# I need "The Wiz!" (Yet ANOTHER Flyer post )



## Jessum19 (Dec 31, 2019)

Maaan folks, I have a 10 year old son/collector and we can't find out the year of this Galaxy Flyer/Western Flyer for nothiby. Not lazy and actually love the thrill of the hunt but we haven't seen any bike image to match this. I've followed a lot of these forums and have learned ALOT to no avail. My son's 1st bicycle pick and it's his baby. The seat looks like a schwinn (says made in korea.) The guy he bought it from said it was his as a kid and he was in his 60's...hopefully removingbthis from the 80's reproduction list. The number on left side drop is "L259605" which is odd to me.


----------



## GTs58 (Dec 31, 2019)

Looks like a 60's AMF manufactured bike, formerly Cleveland Welding Company.


----------



## Freqman1 (Jan 1, 2020)

SUPPLIED INFORMATION →
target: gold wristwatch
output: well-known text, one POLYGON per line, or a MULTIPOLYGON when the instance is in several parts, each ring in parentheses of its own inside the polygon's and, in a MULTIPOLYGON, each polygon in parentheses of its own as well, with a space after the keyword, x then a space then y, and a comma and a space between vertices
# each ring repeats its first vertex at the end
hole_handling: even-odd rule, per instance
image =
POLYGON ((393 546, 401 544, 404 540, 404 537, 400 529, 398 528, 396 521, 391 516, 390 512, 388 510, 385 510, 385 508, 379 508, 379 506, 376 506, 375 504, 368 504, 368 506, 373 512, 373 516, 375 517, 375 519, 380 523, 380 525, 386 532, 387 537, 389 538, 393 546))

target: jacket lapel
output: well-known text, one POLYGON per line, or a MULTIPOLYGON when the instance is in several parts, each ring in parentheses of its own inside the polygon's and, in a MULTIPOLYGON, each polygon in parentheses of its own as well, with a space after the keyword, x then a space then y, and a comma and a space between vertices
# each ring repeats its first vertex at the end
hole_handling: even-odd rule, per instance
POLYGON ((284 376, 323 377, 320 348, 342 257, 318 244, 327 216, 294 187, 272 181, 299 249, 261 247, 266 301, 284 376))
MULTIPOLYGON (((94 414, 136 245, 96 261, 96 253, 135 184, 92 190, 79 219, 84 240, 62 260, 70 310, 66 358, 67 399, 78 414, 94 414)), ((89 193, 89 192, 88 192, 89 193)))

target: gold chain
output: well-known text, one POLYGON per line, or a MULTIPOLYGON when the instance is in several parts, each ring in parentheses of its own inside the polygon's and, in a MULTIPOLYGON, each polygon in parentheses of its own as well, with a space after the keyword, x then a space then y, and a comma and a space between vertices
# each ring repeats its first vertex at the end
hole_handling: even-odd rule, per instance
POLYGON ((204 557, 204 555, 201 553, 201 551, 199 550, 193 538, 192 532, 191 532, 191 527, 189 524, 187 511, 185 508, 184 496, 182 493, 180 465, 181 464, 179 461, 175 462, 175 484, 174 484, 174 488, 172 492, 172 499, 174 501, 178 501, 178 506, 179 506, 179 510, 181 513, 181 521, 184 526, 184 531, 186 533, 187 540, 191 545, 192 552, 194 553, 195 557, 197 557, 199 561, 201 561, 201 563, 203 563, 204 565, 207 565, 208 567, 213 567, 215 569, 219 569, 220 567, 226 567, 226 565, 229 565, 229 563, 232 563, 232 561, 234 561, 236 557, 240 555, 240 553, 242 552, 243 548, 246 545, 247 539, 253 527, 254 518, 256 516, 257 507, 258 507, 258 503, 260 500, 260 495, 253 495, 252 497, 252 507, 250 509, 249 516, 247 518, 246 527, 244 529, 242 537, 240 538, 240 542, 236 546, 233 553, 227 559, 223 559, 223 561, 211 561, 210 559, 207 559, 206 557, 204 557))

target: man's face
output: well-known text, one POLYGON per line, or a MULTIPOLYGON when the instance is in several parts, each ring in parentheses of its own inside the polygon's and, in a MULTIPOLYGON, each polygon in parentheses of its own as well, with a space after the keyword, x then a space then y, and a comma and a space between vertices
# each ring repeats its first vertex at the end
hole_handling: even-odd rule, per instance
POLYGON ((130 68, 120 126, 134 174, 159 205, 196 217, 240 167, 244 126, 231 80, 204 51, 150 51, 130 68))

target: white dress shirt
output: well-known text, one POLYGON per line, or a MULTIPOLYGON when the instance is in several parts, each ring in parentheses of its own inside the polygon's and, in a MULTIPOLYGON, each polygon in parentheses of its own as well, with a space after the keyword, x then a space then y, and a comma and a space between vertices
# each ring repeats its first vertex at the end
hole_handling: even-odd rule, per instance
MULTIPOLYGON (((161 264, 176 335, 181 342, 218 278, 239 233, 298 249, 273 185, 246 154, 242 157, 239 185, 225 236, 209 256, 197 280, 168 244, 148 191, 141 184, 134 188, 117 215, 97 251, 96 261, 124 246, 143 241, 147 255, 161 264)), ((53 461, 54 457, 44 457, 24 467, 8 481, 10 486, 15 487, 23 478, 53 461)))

REQUIRED TASKS →
**a)** Reproduce the text of the Flyer bike thread, starting at "## Jessum19 (Dec" and ending at "Cleveland Welding Company.".
**b)** Carry on the Flyer bike thread from the point where it stops.
The records have no role in any of this work.

ANSWERS TO THE EXERCISES →
**a)**
## Jessum19 (Dec 31, 2019)

Maaan folks, I have a 10 year old son/collector and we can't find out the year of this Galaxy Flyer/Western Flyer for nothiby. Not lazy and actually love the thrill of the hunt but we haven't seen any bike image to match this. I've followed a lot of these forums and have learned ALOT to no avail. My son's 1st bicycle pick and it's his baby. The seat looks like a schwinn (says made in korea.) The guy he bought it from said it was his as a kid and he was in his 60's...hopefully removingbthis from the 80's reproduction list. The number on left side drop is "L259605" which is odd to me.


----------



## GTs58 (Dec 31, 2019)

Looks like a 60's AMF manufactured bike, formerly Cleveland Welding Company.

**b)**
I agree with GT plus wrong handlebars and seat and of course missing fenders. V/r Shawn


----------



## TrustRust (Jan 1, 2020)

*Western Auto was selling Galaxy Flyer models...
They had a lot of models in the mid 60s..
I'm old enough to remember seeing them...*


----------



## Jessum19 (Jan 1, 2020)

Thanks guys. Yeah I was wondering about the fenders, however, the grips do say western flyer. The guy we acquired it from said it was his original bicycle from childhood. Also has the Komet Super rear hub which was found on the Western Flyers. Junior is hopeful it's a 60's model. Leaning towards ruling out Huffy because of the serial number starting with a letter as opposed to a number. It's just mind boggling because I can't find another Western Flyer in a 20 inch wheel muscle bike style. If it is indeed a 60"s model it is in GREAT shape! The one in the ad certainly looks very similar. Im gonna check and see if AMF has serial numbers similar to this one.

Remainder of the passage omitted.